= GIVEN TASK =
Transcribe verbatim every line from the line containing "in yellow numbered" to the end of the entries, including both endpoints. Output nothing beyond those lines.

+++ RECORDS FOR THIS TASK

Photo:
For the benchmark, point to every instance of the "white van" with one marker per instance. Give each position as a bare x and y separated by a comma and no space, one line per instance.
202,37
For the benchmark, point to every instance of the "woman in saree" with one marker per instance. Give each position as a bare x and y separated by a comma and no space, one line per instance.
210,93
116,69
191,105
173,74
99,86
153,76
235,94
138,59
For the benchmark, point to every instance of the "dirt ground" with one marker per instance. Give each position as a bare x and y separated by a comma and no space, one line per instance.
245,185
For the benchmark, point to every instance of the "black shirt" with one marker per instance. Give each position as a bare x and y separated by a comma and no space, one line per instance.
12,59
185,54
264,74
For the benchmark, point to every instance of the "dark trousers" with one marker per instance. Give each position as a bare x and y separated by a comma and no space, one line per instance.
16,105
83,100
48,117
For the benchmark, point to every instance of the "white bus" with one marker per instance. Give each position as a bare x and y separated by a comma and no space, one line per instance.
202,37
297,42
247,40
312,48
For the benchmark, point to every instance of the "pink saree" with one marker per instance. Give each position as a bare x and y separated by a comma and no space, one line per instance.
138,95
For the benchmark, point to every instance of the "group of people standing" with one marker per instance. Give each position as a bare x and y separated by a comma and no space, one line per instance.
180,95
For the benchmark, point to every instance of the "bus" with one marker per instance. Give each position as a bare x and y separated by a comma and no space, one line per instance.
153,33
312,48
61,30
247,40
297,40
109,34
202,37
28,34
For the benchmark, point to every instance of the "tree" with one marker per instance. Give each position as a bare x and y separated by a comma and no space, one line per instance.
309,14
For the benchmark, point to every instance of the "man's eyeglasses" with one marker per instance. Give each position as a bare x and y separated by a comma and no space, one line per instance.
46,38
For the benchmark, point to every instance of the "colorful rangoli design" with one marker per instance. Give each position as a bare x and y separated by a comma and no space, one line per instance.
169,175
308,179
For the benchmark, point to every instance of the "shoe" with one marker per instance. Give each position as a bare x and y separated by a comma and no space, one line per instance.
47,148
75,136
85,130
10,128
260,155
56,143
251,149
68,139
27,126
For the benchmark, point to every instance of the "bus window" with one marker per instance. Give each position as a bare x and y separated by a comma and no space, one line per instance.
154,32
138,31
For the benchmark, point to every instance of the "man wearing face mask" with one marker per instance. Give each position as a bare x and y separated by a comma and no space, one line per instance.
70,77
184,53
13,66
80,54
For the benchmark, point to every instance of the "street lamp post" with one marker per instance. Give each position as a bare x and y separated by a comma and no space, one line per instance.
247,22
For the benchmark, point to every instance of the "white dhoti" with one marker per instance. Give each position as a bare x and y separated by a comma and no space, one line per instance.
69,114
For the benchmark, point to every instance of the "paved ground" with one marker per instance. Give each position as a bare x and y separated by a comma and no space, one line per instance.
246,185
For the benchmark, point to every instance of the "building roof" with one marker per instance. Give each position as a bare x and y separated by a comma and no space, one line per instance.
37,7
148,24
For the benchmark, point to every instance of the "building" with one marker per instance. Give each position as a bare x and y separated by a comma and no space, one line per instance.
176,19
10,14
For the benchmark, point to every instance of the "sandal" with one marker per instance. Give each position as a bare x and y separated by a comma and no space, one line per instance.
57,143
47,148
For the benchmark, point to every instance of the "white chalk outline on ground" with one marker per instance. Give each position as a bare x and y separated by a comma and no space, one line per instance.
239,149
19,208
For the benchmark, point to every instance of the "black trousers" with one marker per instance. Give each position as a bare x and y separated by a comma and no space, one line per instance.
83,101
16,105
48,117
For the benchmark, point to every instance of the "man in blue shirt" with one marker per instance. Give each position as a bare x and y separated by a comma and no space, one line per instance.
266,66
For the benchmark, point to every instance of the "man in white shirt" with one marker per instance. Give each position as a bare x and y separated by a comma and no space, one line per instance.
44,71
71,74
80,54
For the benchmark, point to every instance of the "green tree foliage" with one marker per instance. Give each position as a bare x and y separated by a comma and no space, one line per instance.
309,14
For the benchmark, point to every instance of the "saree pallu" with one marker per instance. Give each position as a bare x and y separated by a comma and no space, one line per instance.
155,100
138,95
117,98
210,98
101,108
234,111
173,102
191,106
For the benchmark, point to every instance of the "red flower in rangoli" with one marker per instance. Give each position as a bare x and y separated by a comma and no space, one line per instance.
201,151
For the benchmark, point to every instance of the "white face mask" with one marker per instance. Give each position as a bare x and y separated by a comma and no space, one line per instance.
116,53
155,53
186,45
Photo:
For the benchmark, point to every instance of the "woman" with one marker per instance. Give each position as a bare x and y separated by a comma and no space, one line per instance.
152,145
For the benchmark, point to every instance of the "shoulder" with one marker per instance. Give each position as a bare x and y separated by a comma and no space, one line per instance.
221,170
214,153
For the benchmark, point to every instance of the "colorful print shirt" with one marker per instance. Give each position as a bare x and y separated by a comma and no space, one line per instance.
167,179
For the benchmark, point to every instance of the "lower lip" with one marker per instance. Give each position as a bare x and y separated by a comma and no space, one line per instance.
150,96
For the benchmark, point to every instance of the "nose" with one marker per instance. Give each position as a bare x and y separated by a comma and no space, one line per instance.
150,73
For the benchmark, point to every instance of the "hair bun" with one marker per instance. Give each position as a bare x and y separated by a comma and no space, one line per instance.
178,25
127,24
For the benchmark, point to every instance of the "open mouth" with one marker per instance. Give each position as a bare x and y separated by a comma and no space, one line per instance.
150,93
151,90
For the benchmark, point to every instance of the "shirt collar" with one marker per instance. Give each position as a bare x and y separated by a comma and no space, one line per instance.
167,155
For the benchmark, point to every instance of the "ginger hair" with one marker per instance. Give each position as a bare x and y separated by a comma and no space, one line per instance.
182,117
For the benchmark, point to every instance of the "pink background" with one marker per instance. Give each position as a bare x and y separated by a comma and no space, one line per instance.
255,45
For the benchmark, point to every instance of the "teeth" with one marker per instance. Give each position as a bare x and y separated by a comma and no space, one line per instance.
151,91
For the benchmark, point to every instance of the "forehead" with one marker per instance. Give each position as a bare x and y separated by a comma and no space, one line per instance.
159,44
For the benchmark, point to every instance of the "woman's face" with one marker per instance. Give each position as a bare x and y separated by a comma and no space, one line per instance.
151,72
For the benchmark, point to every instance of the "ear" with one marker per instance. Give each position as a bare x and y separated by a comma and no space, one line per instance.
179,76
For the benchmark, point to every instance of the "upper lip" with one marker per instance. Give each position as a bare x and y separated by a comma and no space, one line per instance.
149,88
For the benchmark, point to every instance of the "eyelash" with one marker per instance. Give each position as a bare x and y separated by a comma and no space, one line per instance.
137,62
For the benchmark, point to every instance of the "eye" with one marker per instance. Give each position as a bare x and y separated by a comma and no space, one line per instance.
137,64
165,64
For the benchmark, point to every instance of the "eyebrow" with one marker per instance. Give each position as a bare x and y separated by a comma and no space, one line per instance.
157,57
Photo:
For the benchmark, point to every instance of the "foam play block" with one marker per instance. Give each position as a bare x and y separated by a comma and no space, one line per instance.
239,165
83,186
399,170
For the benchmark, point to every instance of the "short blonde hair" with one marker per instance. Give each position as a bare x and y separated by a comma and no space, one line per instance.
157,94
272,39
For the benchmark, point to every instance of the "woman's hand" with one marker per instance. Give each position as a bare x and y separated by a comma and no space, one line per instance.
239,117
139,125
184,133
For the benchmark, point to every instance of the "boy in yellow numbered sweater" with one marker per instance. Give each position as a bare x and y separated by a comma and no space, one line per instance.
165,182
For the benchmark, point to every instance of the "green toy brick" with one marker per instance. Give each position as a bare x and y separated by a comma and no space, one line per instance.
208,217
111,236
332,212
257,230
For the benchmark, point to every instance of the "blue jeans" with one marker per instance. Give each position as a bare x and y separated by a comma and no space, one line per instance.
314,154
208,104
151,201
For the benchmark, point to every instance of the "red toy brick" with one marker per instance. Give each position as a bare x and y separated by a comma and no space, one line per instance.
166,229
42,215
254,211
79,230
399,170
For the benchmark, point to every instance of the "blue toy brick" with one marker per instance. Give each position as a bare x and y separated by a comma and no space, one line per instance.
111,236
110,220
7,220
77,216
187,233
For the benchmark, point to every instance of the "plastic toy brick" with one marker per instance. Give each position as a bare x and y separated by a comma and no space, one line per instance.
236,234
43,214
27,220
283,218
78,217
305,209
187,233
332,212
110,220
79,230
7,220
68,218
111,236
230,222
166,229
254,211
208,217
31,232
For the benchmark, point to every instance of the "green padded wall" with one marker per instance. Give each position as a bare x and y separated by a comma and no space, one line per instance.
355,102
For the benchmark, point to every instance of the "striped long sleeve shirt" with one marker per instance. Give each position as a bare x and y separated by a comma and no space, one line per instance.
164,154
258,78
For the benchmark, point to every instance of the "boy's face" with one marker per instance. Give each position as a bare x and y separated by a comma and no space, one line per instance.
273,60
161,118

++++++

= OUTPUT BELOW =
For the benchmark, point to every instance of the "boy in yellow numbered sweater" with one marker per instance. Give each position as a bare x and y separated by a comma and no space, one line per instance.
165,182
For the benchmark, point to every instance of the "green toy brick" with one marker per instance. Give each position as a bare x and y separated by a comma and no space, one line per instance.
208,217
111,236
332,212
257,230
For the benchmark, point to every instance of the "blue jeans" with one marker per instance. Give each position as a bare x and y separated by a comma and no space, one line per instance.
314,154
208,104
151,201
For the benchmark, point to every instance of the "red toy brick" with one marker per instance. Give each position as a bare x and y separated by a comma and no space, one line per instance.
166,229
42,215
254,211
79,230
399,170
For the benchmark, point to every instance of the "blue toy brick" with one marker per instance. Give each position as a bare x and y separated by a comma and no space, one line per instance.
111,236
110,220
7,220
77,216
187,233
For the benchmark, point to every instance of the "plastic toy brick" with one marker per instance. Give each position as a bare x and y separated by a comma and no space, one line per instance.
236,234
43,214
27,220
283,218
78,217
305,209
187,233
332,212
110,220
79,230
7,220
68,218
111,236
230,222
166,229
254,211
208,217
31,232
For the benchmark, point to every instance of the "green padded wall" with one marker per instance. Give each position as a bare x and y separated by a comma and no space, one line per instance.
355,102
For the benchmark, point to every instance of the "striped long sleeve shirt" with one marker per instance. Give each position as a bare x and y separated by a comma and no space, one line per instance.
164,154
258,78
For the benchmark, point to every instance of the "boy's face" with one marker per instance. Give each position as a bare x and y separated by a comma and no space, one line per instance.
273,60
161,118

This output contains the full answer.